How does one get a bootstrap 95CI and p-value for the difference in two proportions, particularly in multilevel data? I have dataset where eyes are nested within subjects. I want to show that the proportion of var1 is significantly different from the proportion of var2, and since the data is multilevel I'm assuming bootstrap 95CI and p value would be the way to address this?

@NickHuntingtonKlein 4 жыл бұрын

For multilevel data you generally want to do bootstrap sampling by cluster. Once you do that, just store all the ratio estimates from all the bootstrap iterations. The 2.5th and 97.5th percentiles of the estimates are your confidence interval.

@ataliethompson6725 4 жыл бұрын

@@NickHuntingtonKlein How does one bootstrap for the difference in two proportions (as opposed to a mean)?

@NickHuntingtonKlein 4 жыл бұрын

@@ataliethompson6725 that's the beauty of bootstrap - just calculate whatever it is you want to calculate in each of the bootstrap samples. So calculate the difference in proportions

@andreab2114 4 жыл бұрын

What if I have missing values or a multiply imputed dataset ?

▶ _Data provided_:
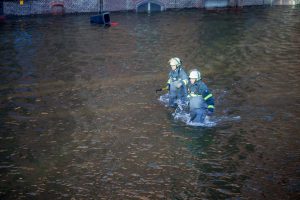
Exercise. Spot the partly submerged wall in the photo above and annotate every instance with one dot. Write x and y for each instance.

▶ _To-do list_:
**1.** Quote the portion of the bootstrap thread starting at "For multilevel data" and ending at "to a mean)?".
**2.** List every distinct user handle that appears as a comment author in the bootstrap thread.
**3.** Carry on the bootstrap thread from its final comment.
The lines play no part in this work.

▶ _Results_:
**1.**
For multilevel data you generally want to do bootstrap sampling by cluster. Once you do that, just store all the ratio estimates from all the bootstrap iterations. The 2.5th and 97.5th percentiles of the estimates are your confidence interval.

@ataliethompson6725 4 жыл бұрын

@@NickHuntingtonKlein How does one bootstrap for the difference in two proportions (as opposed to a mean)?

**2.** @NickHuntingtonKlein, @ataliethompson6725, @andreab2114

**3.**
@NickHuntingtonKlein 4 жыл бұрын

Missing values you just keep using as normal. For multiple imputation you could bootstrap each imputation separately. There might even be a special MI bootstrap in stata 16, I'm not sure, they added a bunch of MI stufd

@user-cr7hy7sr7s 3 жыл бұрын

Thank you so much for your wonderful video! I just registered this channel as my favorite. Thanks. I'm wondering if I could use this in the regression command. In each loop, I opened the original dataset, ran the regression command and obtained the coefficient. Then I aggregated the results of each resampling. (I mean I calculated the mean and sd of the coefficient.) Am I right?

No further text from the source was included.